>> Start Source

Making money with technical trading

Being a mathematician, I had a natural interest in technical trading in the financial market using the various forms of signals on charts for stocks and commodities. The signals give indications of when buyers are over whelming sellers and vice versa. The trader can make money rapidly, according to the theory, if he/she reads the signs in the way that is put forward. The rhetoric seems to be plausible from a mathematical point of view.

However, the proponents of this strategy do not address some fundamental issues. They claim the strategy will make money. The first question is who loses that money? The brokers obtain some of the money for providing services. So if an amateur trader acquires say $10,000 over a year, who loses it? Insiders and professional traders using high speed algorithms are in a much better position to make money than an amateur. Of course this discrepancy could be partly explained in the past by the creation by governments of money. However, those days are almost certainly over.

Some traders will doubtless continue to make money by wise selection of stocks, bonds or currencies or by having advantages due to insider knowledge and fast trading software. They will continue to take the cream off the top. The amateur trader using pricing signals on charts will probably still have an advantage over those who invest their savings in managed funds. However, as economic growth transitions to contraction, the useful pricing signals will become scarcer and more signals will be fallacious. Ironically, the amateur trader may well make money as it loses value so their real wealth does not improve. So technical trading is a fascinating game in which there will be more losers than winners as the generation of real wealth in the community dies down.

The philosophy underpinning technical trading is that pricing data provides insight into what buyers and sellers will be doing. The data indicates only what they have done up to the present.Those who believe that this data provides a useful forecast should think about forecasting the toss of a coin. There is no possible way of knowing whether it will end up as a head or tail. This inherent uncertainty about forecasting needs to be borne in mind when vested interests make claims about forecasting.

The common view that it is possible to make money will slowly die as the ability to create it out of thin air declines. Society will have to relearn the value of earning money by making a useful contribution to operations.

>> End Source

• **Problem description**
Set down the passage on technical trading word for word, beginning at the words "The philosophy underpinning" and stopping after "contribution to operations.".

>> Start Provided information

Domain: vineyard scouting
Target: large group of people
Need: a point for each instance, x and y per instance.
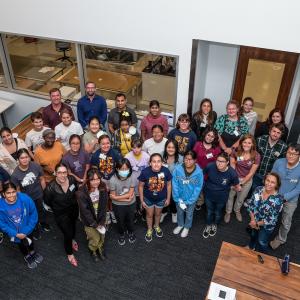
(81, 170)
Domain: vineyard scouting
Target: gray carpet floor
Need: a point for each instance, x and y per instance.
(167, 268)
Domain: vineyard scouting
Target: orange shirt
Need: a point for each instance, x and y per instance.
(49, 158)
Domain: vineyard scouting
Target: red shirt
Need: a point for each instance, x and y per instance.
(51, 117)
(148, 122)
(205, 156)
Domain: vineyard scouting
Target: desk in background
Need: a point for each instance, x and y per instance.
(239, 268)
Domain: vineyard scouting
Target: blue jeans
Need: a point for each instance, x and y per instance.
(259, 239)
(214, 207)
(188, 214)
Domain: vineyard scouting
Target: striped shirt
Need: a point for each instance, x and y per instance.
(269, 154)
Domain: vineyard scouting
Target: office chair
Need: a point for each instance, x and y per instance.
(63, 47)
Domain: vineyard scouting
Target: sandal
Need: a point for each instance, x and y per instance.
(73, 260)
(74, 245)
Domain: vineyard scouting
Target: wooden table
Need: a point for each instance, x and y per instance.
(240, 269)
(104, 80)
(4, 105)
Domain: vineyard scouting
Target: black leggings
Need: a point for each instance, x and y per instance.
(67, 224)
(125, 217)
(24, 247)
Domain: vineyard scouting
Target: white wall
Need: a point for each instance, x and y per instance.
(158, 26)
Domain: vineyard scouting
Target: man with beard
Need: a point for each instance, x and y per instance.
(91, 105)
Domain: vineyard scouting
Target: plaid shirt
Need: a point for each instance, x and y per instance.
(269, 154)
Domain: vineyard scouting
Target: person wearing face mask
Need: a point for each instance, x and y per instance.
(288, 169)
(204, 117)
(183, 135)
(123, 136)
(231, 127)
(91, 105)
(66, 128)
(156, 144)
(249, 114)
(153, 118)
(207, 151)
(270, 147)
(276, 116)
(49, 154)
(9, 148)
(59, 195)
(123, 200)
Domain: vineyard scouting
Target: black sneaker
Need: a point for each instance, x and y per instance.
(38, 258)
(46, 227)
(36, 234)
(206, 231)
(131, 238)
(213, 230)
(94, 256)
(31, 264)
(121, 240)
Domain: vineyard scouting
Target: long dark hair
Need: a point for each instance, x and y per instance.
(120, 163)
(165, 155)
(199, 114)
(90, 176)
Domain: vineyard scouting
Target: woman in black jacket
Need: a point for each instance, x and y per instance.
(60, 196)
(92, 200)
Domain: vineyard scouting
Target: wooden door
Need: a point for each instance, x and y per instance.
(266, 76)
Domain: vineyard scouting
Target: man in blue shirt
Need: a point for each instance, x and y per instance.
(289, 171)
(91, 105)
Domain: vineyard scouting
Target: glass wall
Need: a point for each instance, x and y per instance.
(38, 64)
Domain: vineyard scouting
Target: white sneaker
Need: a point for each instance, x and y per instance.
(174, 218)
(162, 217)
(177, 229)
(108, 220)
(184, 232)
(113, 217)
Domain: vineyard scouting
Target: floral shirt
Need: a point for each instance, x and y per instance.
(223, 124)
(267, 210)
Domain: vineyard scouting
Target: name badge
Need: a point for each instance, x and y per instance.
(72, 187)
(102, 156)
(209, 155)
(236, 132)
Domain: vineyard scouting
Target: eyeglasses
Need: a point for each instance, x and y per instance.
(292, 154)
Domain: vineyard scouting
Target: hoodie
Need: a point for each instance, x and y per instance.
(186, 188)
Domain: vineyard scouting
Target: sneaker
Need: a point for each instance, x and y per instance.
(177, 229)
(227, 217)
(158, 231)
(213, 230)
(131, 238)
(148, 236)
(36, 234)
(275, 244)
(206, 231)
(239, 216)
(108, 220)
(121, 240)
(162, 217)
(113, 217)
(31, 264)
(46, 227)
(184, 232)
(198, 207)
(38, 258)
(174, 218)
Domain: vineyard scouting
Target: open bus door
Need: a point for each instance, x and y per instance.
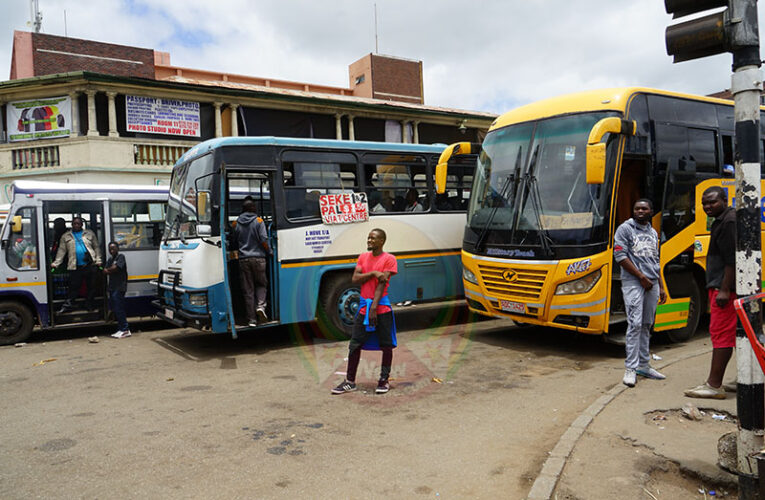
(255, 184)
(92, 214)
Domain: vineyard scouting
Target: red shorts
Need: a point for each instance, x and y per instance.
(722, 321)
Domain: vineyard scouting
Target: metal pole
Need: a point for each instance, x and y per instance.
(747, 89)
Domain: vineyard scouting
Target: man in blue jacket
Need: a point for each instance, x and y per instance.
(252, 242)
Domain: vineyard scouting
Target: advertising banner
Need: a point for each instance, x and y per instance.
(39, 119)
(151, 115)
(344, 208)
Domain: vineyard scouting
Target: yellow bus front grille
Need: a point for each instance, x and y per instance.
(513, 282)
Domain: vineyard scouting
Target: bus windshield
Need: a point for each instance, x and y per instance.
(187, 181)
(530, 187)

>> End Provided information

• **Output for this task**
The philosophy underpinning technical trading is that pricing data provides insight into what buyers and sellers will be doing. The data indicates only what they have done up to the present.Those who believe that this data provides a useful forecast should think about forecasting the toss of a coin. There is no possible way of knowing whether it will end up as a head or tail. This inherent uncertainty about forecasting needs to be borne in mind when vested interests make claims about forecasting.

The common view that it is possible to make money will slowly die as the ability to create it out of thin air declines. Society will have to relearn the value of earning money by making a useful contribution to operations.